** Working data follows **

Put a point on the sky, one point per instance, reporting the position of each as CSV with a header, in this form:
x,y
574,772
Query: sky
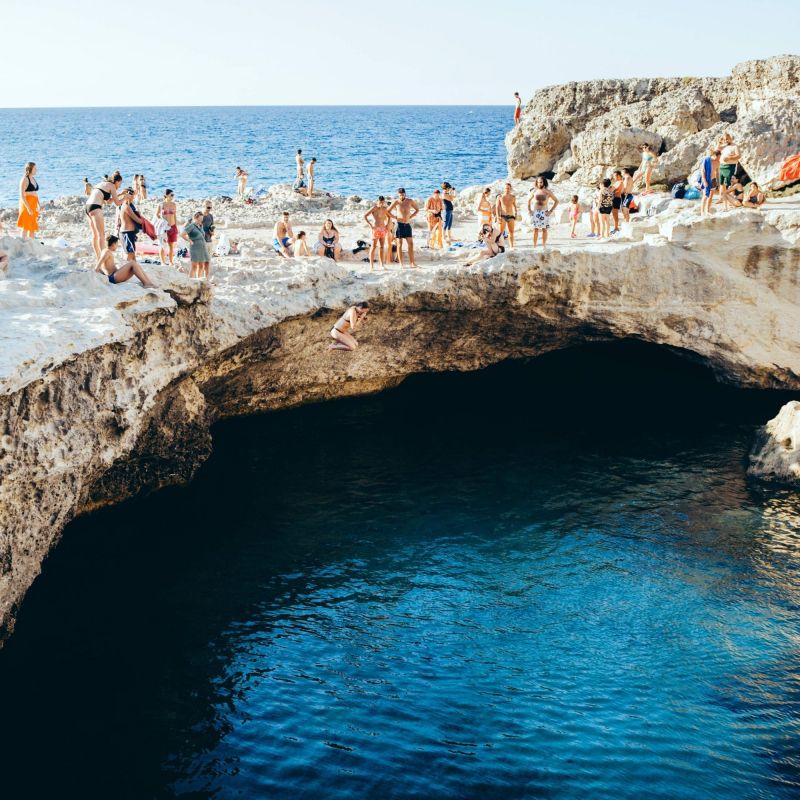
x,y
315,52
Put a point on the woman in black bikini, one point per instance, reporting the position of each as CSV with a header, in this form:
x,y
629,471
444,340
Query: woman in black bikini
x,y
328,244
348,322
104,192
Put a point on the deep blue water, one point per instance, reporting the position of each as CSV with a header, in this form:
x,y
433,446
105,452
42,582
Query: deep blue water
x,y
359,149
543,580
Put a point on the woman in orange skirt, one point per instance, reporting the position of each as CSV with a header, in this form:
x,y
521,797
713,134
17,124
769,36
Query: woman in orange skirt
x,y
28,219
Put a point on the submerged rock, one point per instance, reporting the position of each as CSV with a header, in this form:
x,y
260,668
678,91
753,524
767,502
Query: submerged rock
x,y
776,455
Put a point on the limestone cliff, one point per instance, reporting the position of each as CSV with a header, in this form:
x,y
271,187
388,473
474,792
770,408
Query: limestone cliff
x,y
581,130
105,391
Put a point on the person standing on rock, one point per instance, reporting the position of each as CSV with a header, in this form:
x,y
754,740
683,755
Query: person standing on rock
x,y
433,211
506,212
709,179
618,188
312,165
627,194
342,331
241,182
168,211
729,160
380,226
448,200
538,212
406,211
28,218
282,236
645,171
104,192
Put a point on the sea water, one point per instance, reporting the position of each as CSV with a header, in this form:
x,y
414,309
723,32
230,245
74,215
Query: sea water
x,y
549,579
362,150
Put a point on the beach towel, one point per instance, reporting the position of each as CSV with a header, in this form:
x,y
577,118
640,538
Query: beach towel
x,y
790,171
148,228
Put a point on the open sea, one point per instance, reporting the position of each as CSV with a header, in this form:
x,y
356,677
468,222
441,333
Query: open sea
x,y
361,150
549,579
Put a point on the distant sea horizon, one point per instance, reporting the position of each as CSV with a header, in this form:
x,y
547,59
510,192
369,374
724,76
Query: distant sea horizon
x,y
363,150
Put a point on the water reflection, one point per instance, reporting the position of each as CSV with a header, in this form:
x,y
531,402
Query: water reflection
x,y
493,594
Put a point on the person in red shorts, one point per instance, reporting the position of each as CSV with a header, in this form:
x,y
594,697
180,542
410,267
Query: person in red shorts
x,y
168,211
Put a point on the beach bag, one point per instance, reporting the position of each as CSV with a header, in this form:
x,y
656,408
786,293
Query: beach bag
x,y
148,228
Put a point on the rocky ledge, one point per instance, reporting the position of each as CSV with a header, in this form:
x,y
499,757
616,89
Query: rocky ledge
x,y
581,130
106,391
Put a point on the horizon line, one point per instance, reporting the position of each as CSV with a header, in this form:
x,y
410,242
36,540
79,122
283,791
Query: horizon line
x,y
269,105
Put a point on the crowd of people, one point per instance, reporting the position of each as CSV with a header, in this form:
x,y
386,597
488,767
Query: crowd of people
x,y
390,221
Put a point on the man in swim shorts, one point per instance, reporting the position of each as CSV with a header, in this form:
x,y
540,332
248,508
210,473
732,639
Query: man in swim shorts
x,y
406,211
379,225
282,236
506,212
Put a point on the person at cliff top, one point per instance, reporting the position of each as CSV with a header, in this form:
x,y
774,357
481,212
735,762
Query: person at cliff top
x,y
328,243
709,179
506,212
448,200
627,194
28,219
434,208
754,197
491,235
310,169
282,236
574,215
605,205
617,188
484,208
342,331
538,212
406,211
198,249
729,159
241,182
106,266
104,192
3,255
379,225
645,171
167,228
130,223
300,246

** End of Working data **

• **Action item**
Write every line of the data out again exactly, leaving out all images.

• **Your response**
Put a point on the sky, one point per instance, reporting the position of each as CSV with a header, in this form:
x,y
574,772
Query: sky
x,y
315,52
Put a point on the woman in black bikini, one point per instance, reporting the position of each as CSV with a header, in this form:
x,y
629,471
444,340
Query: woman in black bikini
x,y
328,244
348,322
104,192
Put a point on the deep blue water, one point per instance, reporting the position of each as CSV with a header, in this form:
x,y
433,446
105,452
42,582
Query: deep blue water
x,y
359,149
543,580
Put a point on the woman in orange skirt, one point per instance, reporting the position of each as CSV with a header, in this form:
x,y
521,797
713,134
17,124
769,36
Query: woman in orange skirt
x,y
28,219
Put a point on the submerged rock, one point per instance, reporting the position of each as CSV with a header, in this form:
x,y
260,668
678,91
753,524
767,502
Query: submerged rock
x,y
776,455
Put a point on the limestone cliff, one point per instance, reporting the position of each as CSV with a header, in this form:
x,y
271,187
388,473
474,792
770,408
Query: limestone cliff
x,y
581,130
105,391
Put a point on the person standing on rock, one point per instance, reporting the position of each as CSV with a header, in this form:
x,y
754,740
683,755
Query: person standing on rock
x,y
433,211
506,212
709,179
618,188
312,165
627,194
342,331
241,182
168,211
729,160
380,226
448,200
538,212
406,211
28,218
282,236
645,171
104,192
Put a point on the sea water, one point per instance, reporting the position of each as CSV with a header, in this form:
x,y
414,309
723,32
230,245
74,215
Query: sea water
x,y
549,579
362,150
Put a point on the beach towel, one point per instance, reporting the position of each as CSV with a header, in this form:
x,y
577,118
640,538
Query: beach towel
x,y
790,171
148,228
Put a point on the open sea, one point per instance, reporting the position of each as CSV with a header, in this form:
x,y
356,677
468,222
441,333
Query: open sea
x,y
361,150
549,579
Put a point on the distant sea horizon, one point per instance, reporting the position of each as CSV with a header, in this form:
x,y
547,59
510,192
369,374
724,76
Query: distant sea horizon
x,y
363,150
Put a point on the water reflection, one point per instance, reporting the position of each as CSV with a header, in this form:
x,y
531,402
Query: water reflection
x,y
493,594
Put a point on the person in red shorts, one point per instance, reporting the position of each as CSV with a header, in this form:
x,y
594,697
180,542
410,267
Query: person in red shorts
x,y
168,211
Put a point on the beach bag, one point per instance, reporting the position of each as CSV with a header, in this form:
x,y
656,408
786,293
Query: beach bag
x,y
148,228
Put a point on the rocky ledge, one point per instance, reporting the position of each as CSV with a header, in this form:
x,y
499,757
616,89
Query: rocky ledge
x,y
581,130
106,391
Put a point on the horizon line, one point per instance, reporting the position of each as CSV with a header, in this form:
x,y
410,242
36,540
79,122
283,791
Query: horizon line
x,y
269,105
Put a point on the crowd of people, one point per instance, reporting the position of each as CSV with a header, in this form:
x,y
386,597
488,767
Query: crowd of people
x,y
390,221
Put a point on the man in swim shorts, one point per instance, reporting the position of each as CSV with a header, in this form:
x,y
540,332
248,508
210,473
732,639
Query: man in swim shorts
x,y
406,211
379,225
282,236
506,212
Put a point on the person at cliff top, one point per instance, reporting the position of each as CSV with a header, in this form:
x,y
774,357
481,212
735,762
Query: person at cliff top
x,y
328,243
709,179
506,212
448,200
627,194
28,219
434,208
754,197
491,235
310,169
282,236
574,215
605,205
617,188
484,208
342,331
538,212
406,211
198,249
729,159
241,182
106,266
104,192
3,255
379,225
645,171
167,228
130,223
300,246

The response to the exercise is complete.